Document text:
-- BEGIN --

To make the lentils place approximately 2 cups of lentils into a sieve and run under cold water. Place into a saucepan, cover with cold water and allow to sit for 30 mins.

Change the water once more after they have soaked and then place on the hob. Pop the bay leaf in and a tsp of powdered stock and boil the lentils for 10 mins. Turn the temperature down, cover and simmer for 30-40 mins or until the water has pretty much gone. If you find there is still too much water after the 30-40 mins, turn the heat up higher and take the lid off. If you find that it is running out of water before the time is out, just top it up a little more.

LENTILS PRECOOKED

If you are using pre-cooked lentils, drain them from the tin, rinse in cold water and place into a microwaveable bowl. Warm up in the microwave on high for 1 minute, stir and then put them on for another minute.

KALE

Put a pan on to boil (using boiled water from the kettle) and blanche a handful of kale in the hot water. Place it into the boiling water for about 2 or 3 minutes, remove and then run under cold water to stop it from cooking anymore.

BEETROOT and GOATS CHEESE

Slice up 2 balls of beetroot and then slice the goats cheese into chunks.

SERVING

Mix the kale in with the lentils in a nice serving bowl. Add the beetroot and then the goats cheese and mix again. Drizzle with olive oil and balsamic vinegar and a generous amount of pepper, before garnishing with basil leaves. Even the simplest of food tastes better if you present it nicely!

Take to the table, wait for the cheese to melt a little and then enjoy.

-- END --

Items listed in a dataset
-- BEGIN --

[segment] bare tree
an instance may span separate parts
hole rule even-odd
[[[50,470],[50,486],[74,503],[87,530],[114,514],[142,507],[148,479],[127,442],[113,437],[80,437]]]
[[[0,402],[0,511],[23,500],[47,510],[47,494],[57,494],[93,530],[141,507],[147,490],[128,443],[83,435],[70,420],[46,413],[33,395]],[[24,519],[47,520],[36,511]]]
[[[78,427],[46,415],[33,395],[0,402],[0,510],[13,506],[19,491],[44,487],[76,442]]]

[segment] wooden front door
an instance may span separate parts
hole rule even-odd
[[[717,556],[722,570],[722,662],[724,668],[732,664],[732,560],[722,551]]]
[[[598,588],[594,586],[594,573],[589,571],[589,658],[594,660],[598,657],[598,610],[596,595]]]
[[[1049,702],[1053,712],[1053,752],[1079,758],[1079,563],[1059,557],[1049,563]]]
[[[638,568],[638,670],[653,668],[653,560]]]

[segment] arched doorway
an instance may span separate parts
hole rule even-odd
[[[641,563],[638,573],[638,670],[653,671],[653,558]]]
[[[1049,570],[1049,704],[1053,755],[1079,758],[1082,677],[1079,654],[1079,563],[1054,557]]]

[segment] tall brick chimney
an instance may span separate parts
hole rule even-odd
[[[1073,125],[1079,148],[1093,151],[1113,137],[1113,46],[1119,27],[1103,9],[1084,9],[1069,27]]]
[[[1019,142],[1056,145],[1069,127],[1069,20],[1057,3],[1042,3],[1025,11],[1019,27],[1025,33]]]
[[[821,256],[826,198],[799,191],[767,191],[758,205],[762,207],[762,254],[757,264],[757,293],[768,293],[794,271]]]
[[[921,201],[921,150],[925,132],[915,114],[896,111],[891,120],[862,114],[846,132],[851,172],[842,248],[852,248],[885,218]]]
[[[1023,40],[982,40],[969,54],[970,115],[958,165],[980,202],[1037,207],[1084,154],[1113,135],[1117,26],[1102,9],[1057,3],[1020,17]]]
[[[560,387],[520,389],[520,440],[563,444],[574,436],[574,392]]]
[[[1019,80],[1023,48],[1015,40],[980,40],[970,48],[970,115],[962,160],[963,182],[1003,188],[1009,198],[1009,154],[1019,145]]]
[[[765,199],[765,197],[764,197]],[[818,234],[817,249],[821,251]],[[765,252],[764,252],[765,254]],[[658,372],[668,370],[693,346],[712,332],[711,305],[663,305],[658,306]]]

-- END --

Requests:
**a.** List every section heading in the lentil recipe.
**b.** Echo the lentil recipe word for word, starting with "Mix the kale" and going on through "present it nicely!".

Problem solutions:
**a.**
LENTILS PRECOOKED
KALE
BEETROOT and GOATS CHEESE
SERVING

**b.**
Mix the kale in with the lentils in a nice serving bowl. Add the beetroot and then the goats cheese and mix again. Drizzle with olive oil and balsamic vinegar and a generous amount of pepper, before garnishing with basil leaves. Even the simplest of food tastes better if you present it nicely!